• [Stated goal]: Convert the items below into a two-column CSV with the header text,answer. Give one row per item, put each field in double quotes, and replace any line breaks inside a field with spaces.

☆ ☆ ☆ ☆

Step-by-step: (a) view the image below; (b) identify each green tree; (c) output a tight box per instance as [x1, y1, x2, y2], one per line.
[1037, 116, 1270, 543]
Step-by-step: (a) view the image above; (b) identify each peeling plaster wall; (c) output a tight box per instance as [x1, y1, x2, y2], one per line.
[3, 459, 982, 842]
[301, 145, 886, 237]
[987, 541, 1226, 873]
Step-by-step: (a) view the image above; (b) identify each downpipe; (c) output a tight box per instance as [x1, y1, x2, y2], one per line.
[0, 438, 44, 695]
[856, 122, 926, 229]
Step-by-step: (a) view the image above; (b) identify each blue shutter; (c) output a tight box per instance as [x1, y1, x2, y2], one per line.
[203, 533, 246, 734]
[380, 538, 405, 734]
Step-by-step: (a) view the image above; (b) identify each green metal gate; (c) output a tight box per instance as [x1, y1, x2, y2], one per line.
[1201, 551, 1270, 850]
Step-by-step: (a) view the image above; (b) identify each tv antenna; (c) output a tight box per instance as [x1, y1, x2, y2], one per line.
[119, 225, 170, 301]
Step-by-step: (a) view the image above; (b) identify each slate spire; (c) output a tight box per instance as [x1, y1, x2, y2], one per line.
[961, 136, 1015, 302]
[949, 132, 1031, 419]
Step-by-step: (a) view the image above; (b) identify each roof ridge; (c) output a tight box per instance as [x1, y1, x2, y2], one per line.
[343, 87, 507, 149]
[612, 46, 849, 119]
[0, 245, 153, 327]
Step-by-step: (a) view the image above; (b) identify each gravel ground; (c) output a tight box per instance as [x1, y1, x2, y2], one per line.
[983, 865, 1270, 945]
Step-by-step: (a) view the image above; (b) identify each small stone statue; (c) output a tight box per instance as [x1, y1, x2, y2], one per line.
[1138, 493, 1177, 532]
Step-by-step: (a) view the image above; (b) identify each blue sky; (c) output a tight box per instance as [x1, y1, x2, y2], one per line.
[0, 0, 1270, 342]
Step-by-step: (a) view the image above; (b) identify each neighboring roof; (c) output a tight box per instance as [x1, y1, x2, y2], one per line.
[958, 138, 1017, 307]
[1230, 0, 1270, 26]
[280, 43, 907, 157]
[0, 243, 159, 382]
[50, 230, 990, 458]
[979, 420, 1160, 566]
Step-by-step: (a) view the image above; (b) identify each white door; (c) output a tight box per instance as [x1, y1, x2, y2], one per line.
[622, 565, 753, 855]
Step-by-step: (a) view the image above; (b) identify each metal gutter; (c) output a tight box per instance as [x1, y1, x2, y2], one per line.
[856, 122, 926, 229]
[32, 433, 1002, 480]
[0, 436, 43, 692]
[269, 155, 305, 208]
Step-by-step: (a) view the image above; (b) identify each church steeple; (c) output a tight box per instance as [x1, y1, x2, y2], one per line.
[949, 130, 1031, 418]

☆ ☆ ☆ ☆

• [The reply]:
text,answer
"Step-by-step: (a) view the image below; (b) identify each green tree; (c) output a tight box per instance as [x1, y1, x2, y2], one per line.","[1037, 116, 1270, 543]"
"Step-by-step: (a) view the image above; (b) identify each peeling plaster wall; (c) output a tight box per instance as [x1, y1, x2, y2], one per line.","[3, 459, 982, 842] [301, 145, 886, 237] [987, 541, 1226, 873]"
"Step-by-step: (a) view the image above; (b) identify each downpipe; (c) output a tight box per instance as [x1, y1, x2, y2], one per line.","[0, 438, 44, 695] [856, 122, 926, 229]"
"Step-by-step: (a) view the image above; (b) identify each blue shutter; (c) output a tight box per instance as [x1, y1, x2, y2], one per line.","[203, 533, 246, 734] [380, 538, 405, 734]"
"Step-by-step: (a) view the image above; (b) identify each green metal gate; (c) output a tight box per instance as [x1, y1, x2, y2], one per line.","[1201, 551, 1270, 850]"
"Step-by-step: (a) view the image above; (b) identify each tv antenna; (c) output a tight box per instance as [x1, y1, x2, y2], one per line.","[119, 225, 170, 301]"
"Step-by-step: (a) view the image above; (b) identify each slate spire; (c) output a tight box per instance as [x1, y1, x2, y2], one per line.","[961, 136, 1015, 302] [949, 132, 1031, 419]"
"Step-by-step: (a) view the image above; (b) identify each roof ridge; (c) output a tight box per instance as [x1, y1, x2, y2], one per line.","[343, 87, 507, 149] [612, 46, 849, 119] [0, 245, 153, 327]"
"Step-by-step: (a) view the image above; (b) identify each gravel ground; (c) output a tight box per instance as [x1, y1, x2, y2], one per line.","[983, 865, 1270, 945]"
"Step-by-step: (a) view the image above; (b) identify each small stone statue; (c) output a tight box per instance as [x1, y1, x2, y2], one per line.","[1138, 493, 1177, 532]"
"Step-by-step: (a) view the image above; (b) identify each blue sky; (c) output a tight box per instance as [x1, y1, x2, y2], one per line.","[0, 0, 1270, 342]"
"Step-by-step: (a) view the image above; (b) identify each neighboring roof; (c) output a tight box per instance as [x1, y1, x2, y2], one per line.","[958, 138, 1017, 307] [1230, 0, 1270, 26] [280, 43, 907, 157] [0, 243, 159, 382] [50, 230, 990, 458] [979, 420, 1160, 566]"
"Step-by-step: (a) view the image above; (b) identify each white door; (c) output a tight box per instance as [x1, y1, x2, y2], one per line.","[622, 565, 753, 855]"
"Step-by-step: (a) view the image above; (b) identify each metal gutter; (c) output a tight box per instance as [x1, y1, x2, y2], one per line.","[856, 122, 926, 229] [32, 433, 1002, 480] [0, 436, 43, 692] [269, 155, 305, 208]"
"Step-by-step: (a) view the image above; (b) identify each church steeple; (c) output a tight box per instance as [x1, y1, x2, y2], one per line.","[949, 130, 1031, 418]"